### Task instructions
Nothing in the records may be altered, and no picture may be included. Restate them in full.

Photo-based referring expression data
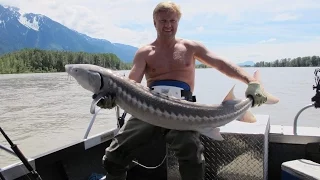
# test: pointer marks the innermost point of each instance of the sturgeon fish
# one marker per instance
(157, 108)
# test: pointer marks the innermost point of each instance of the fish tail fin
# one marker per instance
(248, 116)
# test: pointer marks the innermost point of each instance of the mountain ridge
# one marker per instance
(30, 30)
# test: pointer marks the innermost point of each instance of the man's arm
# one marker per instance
(230, 69)
(139, 65)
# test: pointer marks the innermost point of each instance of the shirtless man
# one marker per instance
(169, 59)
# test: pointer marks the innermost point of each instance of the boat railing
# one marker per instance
(315, 99)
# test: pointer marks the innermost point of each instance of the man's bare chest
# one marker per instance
(170, 59)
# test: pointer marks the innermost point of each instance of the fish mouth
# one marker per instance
(101, 81)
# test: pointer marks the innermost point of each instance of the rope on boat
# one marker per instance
(149, 167)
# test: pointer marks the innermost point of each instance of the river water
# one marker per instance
(41, 112)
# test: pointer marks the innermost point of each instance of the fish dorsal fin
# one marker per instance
(230, 95)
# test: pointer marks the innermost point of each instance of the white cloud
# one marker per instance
(200, 29)
(268, 40)
(108, 19)
(285, 17)
(269, 51)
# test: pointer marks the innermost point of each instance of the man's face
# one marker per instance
(166, 23)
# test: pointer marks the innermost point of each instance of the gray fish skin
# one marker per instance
(158, 109)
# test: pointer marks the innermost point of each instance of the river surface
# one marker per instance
(41, 112)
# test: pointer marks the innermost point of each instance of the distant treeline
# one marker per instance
(36, 60)
(307, 61)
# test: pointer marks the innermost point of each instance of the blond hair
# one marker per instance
(167, 6)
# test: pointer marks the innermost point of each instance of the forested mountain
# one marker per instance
(36, 60)
(19, 31)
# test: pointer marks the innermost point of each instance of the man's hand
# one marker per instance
(107, 102)
(255, 92)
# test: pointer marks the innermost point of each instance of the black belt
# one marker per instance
(187, 95)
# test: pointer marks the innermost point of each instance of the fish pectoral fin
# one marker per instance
(247, 117)
(94, 103)
(213, 133)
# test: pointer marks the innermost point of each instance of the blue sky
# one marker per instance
(263, 30)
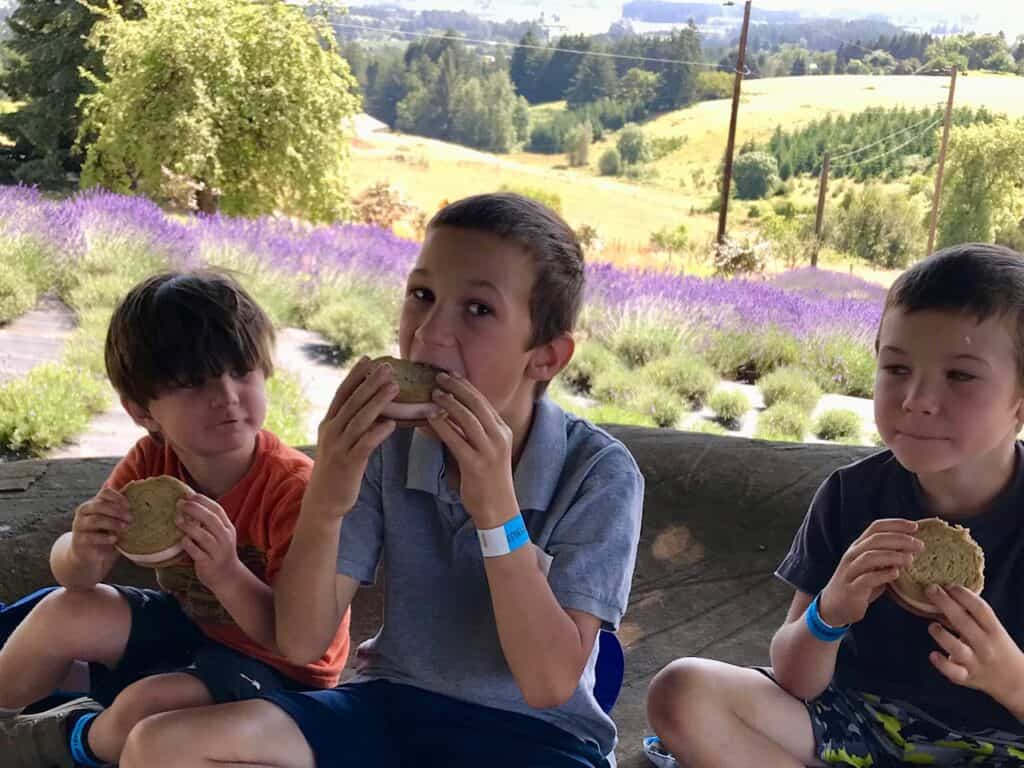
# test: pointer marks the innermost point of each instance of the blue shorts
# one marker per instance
(163, 639)
(388, 725)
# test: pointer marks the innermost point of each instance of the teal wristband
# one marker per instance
(505, 539)
(823, 632)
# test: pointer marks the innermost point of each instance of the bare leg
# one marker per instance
(151, 695)
(247, 734)
(712, 714)
(91, 626)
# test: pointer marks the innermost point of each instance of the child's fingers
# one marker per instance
(462, 417)
(954, 672)
(347, 386)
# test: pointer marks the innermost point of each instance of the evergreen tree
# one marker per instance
(43, 52)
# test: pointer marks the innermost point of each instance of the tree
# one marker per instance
(594, 80)
(578, 144)
(249, 99)
(610, 163)
(756, 175)
(44, 51)
(983, 182)
(632, 145)
(639, 87)
(527, 66)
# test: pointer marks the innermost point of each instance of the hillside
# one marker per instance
(629, 212)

### Your solution
# test: pointer marks the innermost point of each instance of the sturgeon fish
# one marker per instance
(157, 108)
# test: pointer marks the innermost point of each instance of the fish tail fin
# one marker per instance
(248, 116)
# test: pointer marks the innermost point of each instance of the mountain ridge
# one marker per instance
(30, 30)
# test: pointer marks the innermost point of each instance of the man's arm
# one marker per instance
(230, 69)
(139, 65)
# test: pointer marks the innermost point of each instance of the shirtless man
# one marker per instance
(169, 59)
# test: pointer marks the innermost point of each instance of the boat railing
# one marker per instance
(315, 99)
# test: pointer marks the innermost point of each instance of the man's bare chest
# one marker per instance
(170, 59)
# test: pointer marks the innermost point of each instance of the fish mouth
# one marker per instance
(101, 81)
# test: pointer marks the innermost point of each instance of the rope on boat
# one marker per instance
(149, 167)
# test: pointer marks the innermost point of each instance of the river water
# one marker per instance
(41, 112)
# test: pointer marks the innermost point of each instance of the fish dorsal fin
# one marker per instance
(230, 95)
# test: pointer marks the innermost point of each instance of the white cloud
# one marker per instance
(200, 29)
(268, 40)
(108, 19)
(285, 17)
(269, 51)
# test: pointer marks the innermost point of each instance of the man's face
# one marker per instance
(166, 23)
# test: pointer marks the innermost point of each instance of the gray fish skin
# one marker per instance
(158, 109)
# test: pointer marks the innermost point of each instance of the river surface
# one marker per instance
(41, 112)
# test: pointer marks the innermost point of each instance of the distant treeline
# one marker per instance
(36, 60)
(307, 61)
# test: pointer marks the innermost point of each instance of the blond hair
# one marker per instance
(167, 6)
# test: pointer marks the innermost point of each instance of the forested mountain
# one marker per instance
(36, 60)
(19, 31)
# test: pointer marks the innermost point of each instance of the man's hand
# one marker per instance
(107, 102)
(255, 92)
# test: pointer marks the innermost point of each instance of the black belt
# one marker per instance
(187, 95)
# test: pointer marks the innermost point of each instance of the fish pectoral fin
# one marker per instance
(247, 117)
(94, 103)
(213, 133)
# test: pointer marks the innermost point of each instance of the blue sky
# one marker per instance
(263, 30)
# test: pointer marks the innermost point of each instance of the blue shorts
# one marker per instance
(163, 639)
(388, 725)
# test: pointer marks the innermost point of each instance of the teal wristband
# one marker per instance
(505, 539)
(823, 632)
# test: pointer marks the innermost point of each instance of the bare leg
# one marker per instance
(151, 695)
(247, 734)
(712, 714)
(91, 626)
# test: pointer marks the innermost point of each instance of the child's fingers
# one marker per instance
(462, 417)
(954, 672)
(347, 386)
# test: pointer marks the innermost point of each instance of the evergreen tree
# one marker per instance
(43, 52)
# test: pointer marks the innermost point of each instance of the tree
# one marker per instance
(594, 80)
(578, 144)
(249, 99)
(610, 163)
(756, 175)
(44, 51)
(983, 182)
(632, 145)
(639, 87)
(527, 66)
# test: pointer marks the innermost point of each instance of the hillside
# one marker per instance
(629, 212)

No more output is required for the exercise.